WHAT YOU SHOULD DO — From the text below about hard-coding Tailwind classes into CSS, quote the passage starting at "Again, I am" and ending at "non-trivial maintenance burden.".

TEXT SECTION —
──────

I understand that, as of now. somebody will have to do that, to gather all the Tailwind classes into a CSS class for each component. But, just once.

After that if the core developers update a component, i.e., they add/remove a Tailwind class of a component, they should have to add/remove that property in the hard-coded app.css file. Is linear, not exponential. If somebody changes a classes group line:

# === core_components.ex ===
   class="relative z-50 hidden p-5"    # <--- "p-5" has been added.

Well, go and add that property to the hard-coded class for this component in case --no-tailwind is used:

.sample_modal {
  position: relative;
  z-index: 50;
  display: none;
  padding: 5px;   /* <----- New Line of code */
}

Again, I am very used to allocate memory on top of my functions, and right after that go to the end of the function and free that memory space when no longer needed. So, I don’t see the non-trivial maintenance burden.

But don’t put too much attention to my comments. I am just a old - grumpy - non-web-developer having a hard time while starting in Web Development, but still happy Elixir, Phoenix and LiveView exist.

──────

COLLECTED MATERIAL —
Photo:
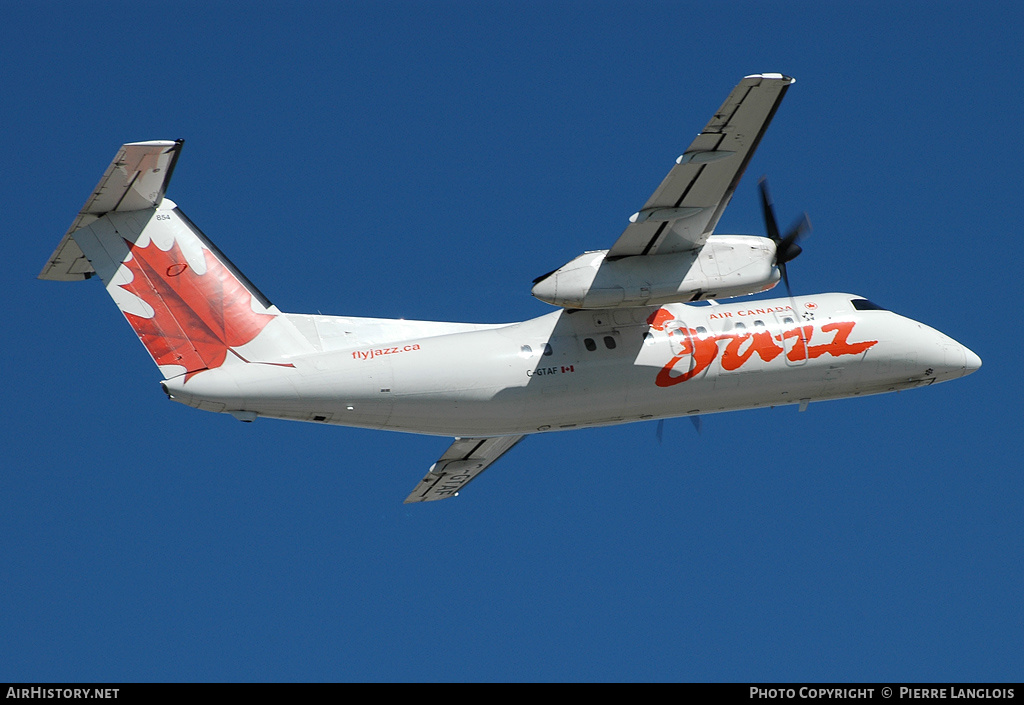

──────

FINAL RESULT —
Again, I am very used to allocate memory on top of my functions, and right after that go to the end of the function and free that memory space when no longer needed. So, I don’t see the non-trivial maintenance burden.